- **PROBLEM TO WORK ON**
Render the data below as a numbered list, omitting any blank lines.

- **DATA SECTION**
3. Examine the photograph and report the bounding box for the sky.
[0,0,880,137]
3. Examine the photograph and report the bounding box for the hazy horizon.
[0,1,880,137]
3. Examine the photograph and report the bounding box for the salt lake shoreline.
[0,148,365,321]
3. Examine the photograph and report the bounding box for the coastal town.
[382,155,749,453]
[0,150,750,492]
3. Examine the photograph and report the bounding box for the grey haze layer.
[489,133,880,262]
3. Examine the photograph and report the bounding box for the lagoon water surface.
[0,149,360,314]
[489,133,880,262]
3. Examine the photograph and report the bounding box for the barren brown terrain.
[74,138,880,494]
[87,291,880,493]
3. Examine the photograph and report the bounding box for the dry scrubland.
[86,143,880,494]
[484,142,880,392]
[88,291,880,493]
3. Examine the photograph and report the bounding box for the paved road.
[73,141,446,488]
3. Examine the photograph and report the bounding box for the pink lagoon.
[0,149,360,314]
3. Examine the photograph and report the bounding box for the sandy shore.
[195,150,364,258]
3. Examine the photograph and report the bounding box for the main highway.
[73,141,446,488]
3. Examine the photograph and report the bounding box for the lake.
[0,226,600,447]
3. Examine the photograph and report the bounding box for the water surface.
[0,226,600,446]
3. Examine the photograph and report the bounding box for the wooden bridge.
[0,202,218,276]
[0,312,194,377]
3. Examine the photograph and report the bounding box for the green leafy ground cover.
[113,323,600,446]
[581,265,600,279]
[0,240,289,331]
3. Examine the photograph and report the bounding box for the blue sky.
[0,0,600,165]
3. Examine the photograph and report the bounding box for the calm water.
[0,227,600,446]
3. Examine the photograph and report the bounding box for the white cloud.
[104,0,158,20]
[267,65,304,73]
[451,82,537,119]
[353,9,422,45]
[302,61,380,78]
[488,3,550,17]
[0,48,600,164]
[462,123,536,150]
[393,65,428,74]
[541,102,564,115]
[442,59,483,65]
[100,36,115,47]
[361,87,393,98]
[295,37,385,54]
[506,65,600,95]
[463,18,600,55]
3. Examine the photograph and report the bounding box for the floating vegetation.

- **REPLY**
1. 3. Examine the photograph and report the bounding box for the sky.
2. [0,0,880,137]
3. 3. Examine the photograph and report the bounding box for the hazy horizon.
4. [0,1,880,137]
5. 3. Examine the photograph and report the bounding box for the salt lake shoreline.
6. [0,148,365,321]
7. 3. Examine the photograph and report the bounding box for the coastal town.
8. [382,155,749,453]
9. [0,150,750,492]
10. 3. Examine the photograph and report the bounding box for the grey haze layer.
11. [489,133,880,262]
12. 3. Examine the photograph and report the bounding box for the lagoon water surface.
13. [0,149,360,314]
14. [489,133,880,262]
15. 3. Examine the photograph and report the bounding box for the barren brown terrain.
16. [74,138,880,494]
17. [87,291,880,493]
18. 3. Examine the photograph and report the bounding box for the dry scrubland.
19. [86,143,880,494]
20. [484,142,880,392]
21. [88,291,880,493]
22. 3. Examine the photograph and report the bounding box for the paved road.
23. [73,141,446,488]
24. 3. Examine the photograph and report the bounding box for the pink lagoon.
25. [0,149,360,314]
26. 3. Examine the photograph and report the bounding box for the sandy shore.
27. [195,150,364,258]
28. 3. Examine the photograph and report the bounding box for the main highway.
29. [73,141,446,488]
30. 3. Examine the photograph and report the bounding box for the lake.
31. [0,226,600,447]
32. 3. Examine the photograph and report the bounding box for the water surface.
33. [0,226,600,446]
34. 3. Examine the photograph and report the bounding box for the wooden bridge.
35. [0,202,218,276]
36. [0,312,194,377]
37. 3. Examine the photograph and report the bounding box for the green leafy ground cover.
38. [113,323,600,446]
39. [581,265,600,279]
40. [0,240,289,331]
41. 3. Examine the photograph and report the bounding box for the blue sky.
42. [0,0,600,165]
43. 3. Examine the photograph and report the bounding box for the calm water.
44. [0,227,600,446]
45. 3. Examine the photograph and report the bounding box for the white cloud.
46. [104,0,158,20]
47. [267,65,304,73]
48. [451,82,537,119]
49. [353,9,422,45]
50. [302,61,380,78]
51. [488,3,550,17]
52. [0,48,600,164]
53. [462,123,536,150]
54. [393,65,428,74]
55. [541,102,564,115]
56. [442,59,483,65]
57. [100,36,115,47]
58. [361,87,393,98]
59. [295,37,385,54]
60. [506,65,600,95]
61. [463,18,600,55]
62. 3. Examine the photograph and report the bounding box for the floating vegetation.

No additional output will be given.